*** Document segment Section Begins ***

‘Upon further review,’ police and fire departments exempt from Brandon Johnson’s hiring freeze

US

Under fire from first responders and their City Council champions, Mayor Brandon Johnson said Wednesday his hiring freeze will not impact the city’s police and fire departments.

“It’s one of those, to quote the NFL, `Upon further review,’ “ Public Safety Committee Chair Brian Hopkins (2nd) said Wednesday.

“Initially, we were told it’s an across-the-board hiring freeze. … They rushed the announcement on a Monday morning without fully vetting it, not realizing that it was something they would have to walk back. There was pushback from the aldermen. They went back and realized there were positions they really needed to exempt from the hiring freeze.”

On Monday, Johnson froze hiring and travel and eliminated overtime “not directly required for public safety operations” to begin to confront a burgeoning budget crisis that will force him to close a $223 million budget gap by Dec. 31 and a $982.4 million shortfall in 2025.

Budget Director Annette Guzman’s memo to city department heads made it appear the hiring freeze would apply to a $2 billion-a-year Chicago Police Department that already is roughly 2,000 sworn officers short of the strength it had just a few years ago. The only exception appeared to be police positions mandated by a federal consent decree outlining terms of federal court oversight over CPD.

It also appeared to mean no new hires at the $663.8 million-a-year Chicago Fire Department that already is short of paramedics and has ambulances “running night and day,” according to Pat Cleary, president of Chicago Fire Fighters Union Local 2.

Police and fire unions condemned the across-the-board hiring freeze. So did their Council allies.

“How do you run a police or fire department with a hiring freeze? … It’s gonna get bad. Crime is gonna get worse, and you’re gonna have more overworked employees who are gonna be disgruntled,” Cleary told the Sun-Times.

Fraternal Order of Police President John Catanzara was equally incredulous.

“ It’s gonna be devastating because we were barely treading water as it was with retirement,” Catanzara said.

On Wednesday, Budget and Management spokesperson Lakesha Gage Woodard “clarified” Guzman’s memo and said police and fire would be exempt.

“It’s not a change. This has always been the plan. But it clearly didn’t come through the way it was intended to. … … Public safety employees are exempt from the current hiring freeze. This is because we are ensuring that essential services, particularly in public safety, remain fully supported,” Gage Woodard said.

*** Document segment Section Ends ***
*** Provided data Section Begins ***

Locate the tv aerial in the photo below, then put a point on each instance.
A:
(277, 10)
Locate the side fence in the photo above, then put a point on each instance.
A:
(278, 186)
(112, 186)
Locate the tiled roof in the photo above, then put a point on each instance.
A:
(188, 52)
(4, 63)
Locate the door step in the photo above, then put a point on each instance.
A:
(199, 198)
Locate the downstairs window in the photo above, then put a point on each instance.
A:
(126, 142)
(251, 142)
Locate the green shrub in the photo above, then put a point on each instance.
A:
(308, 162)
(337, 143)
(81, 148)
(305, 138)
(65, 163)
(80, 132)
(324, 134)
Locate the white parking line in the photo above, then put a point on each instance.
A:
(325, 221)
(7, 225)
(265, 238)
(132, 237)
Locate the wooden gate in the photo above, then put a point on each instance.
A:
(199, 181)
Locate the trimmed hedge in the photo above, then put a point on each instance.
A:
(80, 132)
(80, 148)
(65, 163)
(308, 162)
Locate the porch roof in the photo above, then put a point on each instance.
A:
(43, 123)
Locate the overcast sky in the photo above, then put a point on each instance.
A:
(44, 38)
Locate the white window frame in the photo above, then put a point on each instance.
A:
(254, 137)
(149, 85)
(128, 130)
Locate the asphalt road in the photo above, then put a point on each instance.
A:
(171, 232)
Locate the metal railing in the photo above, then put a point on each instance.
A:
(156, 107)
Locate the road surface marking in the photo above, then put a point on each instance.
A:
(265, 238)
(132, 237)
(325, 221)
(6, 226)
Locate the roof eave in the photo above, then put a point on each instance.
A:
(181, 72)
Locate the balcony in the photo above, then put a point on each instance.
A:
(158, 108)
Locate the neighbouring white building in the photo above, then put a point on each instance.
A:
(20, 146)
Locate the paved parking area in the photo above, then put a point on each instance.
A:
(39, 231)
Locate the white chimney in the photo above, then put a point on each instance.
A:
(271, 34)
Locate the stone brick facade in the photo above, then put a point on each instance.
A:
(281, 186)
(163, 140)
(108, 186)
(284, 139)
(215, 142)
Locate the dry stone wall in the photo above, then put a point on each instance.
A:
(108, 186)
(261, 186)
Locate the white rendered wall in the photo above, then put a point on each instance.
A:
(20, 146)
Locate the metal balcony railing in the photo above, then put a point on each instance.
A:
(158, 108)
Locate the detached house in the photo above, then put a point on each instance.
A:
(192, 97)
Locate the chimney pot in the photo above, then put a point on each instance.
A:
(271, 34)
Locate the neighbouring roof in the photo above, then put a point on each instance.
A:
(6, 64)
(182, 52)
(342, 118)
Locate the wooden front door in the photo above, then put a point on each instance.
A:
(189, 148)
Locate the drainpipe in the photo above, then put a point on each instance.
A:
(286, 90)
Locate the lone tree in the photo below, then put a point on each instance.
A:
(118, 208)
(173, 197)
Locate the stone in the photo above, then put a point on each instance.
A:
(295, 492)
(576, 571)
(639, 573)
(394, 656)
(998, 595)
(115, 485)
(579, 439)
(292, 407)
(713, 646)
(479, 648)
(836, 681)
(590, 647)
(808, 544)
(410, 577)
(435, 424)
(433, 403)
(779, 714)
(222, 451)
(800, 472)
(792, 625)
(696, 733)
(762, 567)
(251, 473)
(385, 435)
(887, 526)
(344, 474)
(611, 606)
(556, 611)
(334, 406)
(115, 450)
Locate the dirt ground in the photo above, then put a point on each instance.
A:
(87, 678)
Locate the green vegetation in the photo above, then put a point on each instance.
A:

*** Provided data Section Ends ***

▶ **Problem details**: Extract the stretch of the hiring freeze article from "Budget Director Annette" through "their Council allies.", copying it word for word.

▶ **Answer for this exercise**:
Budget Director Annette Guzman’s memo to city department heads made it appear the hiring freeze would apply to a $2 billion-a-year Chicago Police Department that already is roughly 2,000 sworn officers short of the strength it had just a few years ago. The only exception appeared to be police positions mandated by a federal consent decree outlining terms of federal court oversight over CPD.

It also appeared to mean no new hires at the $663.8 million-a-year Chicago Fire Department that already is short of paramedics and has ambulances “running night and day,” according to Pat Cleary, president of Chicago Fire Fighters Union Local 2.

Police and fire unions condemned the across-the-board hiring freeze. So did their Council allies.